▶ _WHAT IS EXPECTED_: Each line from the one with "Look at the photo above. For each instance of the beige" through the last line of the records must be output exactly, both ends included.

▶ _EXERCISE INPUTS_:
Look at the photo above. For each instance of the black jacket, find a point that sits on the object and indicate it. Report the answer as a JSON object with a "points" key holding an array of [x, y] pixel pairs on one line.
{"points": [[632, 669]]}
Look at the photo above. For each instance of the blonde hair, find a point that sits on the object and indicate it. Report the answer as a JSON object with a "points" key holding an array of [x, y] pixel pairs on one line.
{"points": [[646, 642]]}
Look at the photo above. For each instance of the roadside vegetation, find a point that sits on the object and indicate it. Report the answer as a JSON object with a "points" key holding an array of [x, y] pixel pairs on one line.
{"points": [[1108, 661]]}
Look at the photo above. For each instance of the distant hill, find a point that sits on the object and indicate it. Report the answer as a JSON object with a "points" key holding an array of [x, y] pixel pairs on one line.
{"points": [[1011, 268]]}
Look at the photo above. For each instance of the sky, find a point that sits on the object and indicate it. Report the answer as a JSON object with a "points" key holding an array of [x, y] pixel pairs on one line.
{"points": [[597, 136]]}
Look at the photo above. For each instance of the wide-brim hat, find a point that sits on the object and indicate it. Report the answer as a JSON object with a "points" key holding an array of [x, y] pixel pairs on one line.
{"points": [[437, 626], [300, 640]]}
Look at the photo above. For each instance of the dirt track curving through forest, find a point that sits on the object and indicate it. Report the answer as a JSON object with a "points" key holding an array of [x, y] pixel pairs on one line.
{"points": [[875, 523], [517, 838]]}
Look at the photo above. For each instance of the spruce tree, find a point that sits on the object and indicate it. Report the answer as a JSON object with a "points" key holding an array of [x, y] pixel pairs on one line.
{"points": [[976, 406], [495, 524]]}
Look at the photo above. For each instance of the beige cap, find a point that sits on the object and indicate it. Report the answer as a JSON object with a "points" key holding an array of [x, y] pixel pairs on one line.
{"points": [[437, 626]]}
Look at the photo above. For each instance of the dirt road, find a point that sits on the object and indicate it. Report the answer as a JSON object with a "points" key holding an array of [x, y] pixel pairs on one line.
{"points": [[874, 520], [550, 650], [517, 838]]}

▶ _OUTPUT BELOW_:
Look at the photo above. For each instance of the beige cap, find a point that sits on the object and indicate it. Report the answer as a JSON object with a "points" key holding an array of [x, y] pixel pairs on one line.
{"points": [[437, 626]]}
Look at the photo above. For each instance of the dirt road, find a point that sits on the object and indicate it. Report the answer as a JSON object with a "points" key holding an array of [x, y] pixel pairs on one line.
{"points": [[874, 520], [550, 650], [517, 838]]}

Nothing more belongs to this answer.